#### Исходный текст

# баян Левша



## kirlev (16 Сен 2011)

подскажите пожалуйста о целесообразности покупки Левши: есть вариант за 140000р. инструмент смотрел , но не разбирал. вроде медные голоса, пятиголосный бас, четырехрядный, подбородники, внешне отлично выглядит


----------



## Новиков Игорь (16 Сен 2011)

Поищите в форуме.Про Левшу много было чего и плохого и хорошего,но цена однако великовата весьма для инструмента 30 лет от роду (а может и поболее будет)


----------



## Казахстанец (17 Сен 2011)

У моего друга был Левша. Тяжелый по весу, четвертый ряд сделан неудобно, как пятое колесо для телеги. может если по цене устраивает, тогда бери. Все познается в сравнении.


----------



## zet10 (17 Сен 2011)

Цена очень завышена!
Считаю что максимально этому инструменту потолок 100 т.р.


----------



## kirlev (17 Сен 2011)

по цене вроде устраивает. попытаюсь сбить цену. просто я его хорошо уже опробовал, чувствуючто прям для меня. смущает только смещение выборки по отношению к басу.


----------



## Новиков Игорь (17 Сен 2011)

К смещению привыкните,правда,если потом будете играть на Юпитере,то опять "мазня" может быть. В ранее игранных пьесах,естественно.


----------



## Анатолий (17 Сен 2011)

Играл на Левше лет 10.Если коротко, минусов больше, чем плюсов.Главное-не удобный!Те же пьесы на Юпитере "летают"!


----------



## ze_go (17 Сен 2011)

Юпитера цена "немного будет отличаться" от цены "Левши"


----------

########

## Что нужно сделать
Выведите без изменений фрагмент обсуждения баяна «Левша», начиная со слов «У моего друга» и заканчивая словами «познается в сравнении.».

#### Данные

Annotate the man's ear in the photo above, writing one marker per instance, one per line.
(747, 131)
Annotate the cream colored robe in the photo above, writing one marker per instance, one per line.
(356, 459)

########

## Ответ к заданию
У моего друга был Левша. Тяжелый по весу, четвертый ряд сделан неудобно, как пятое колесо для телеги. может если по цене устраивает, тогда бери. Все познается в сравнении.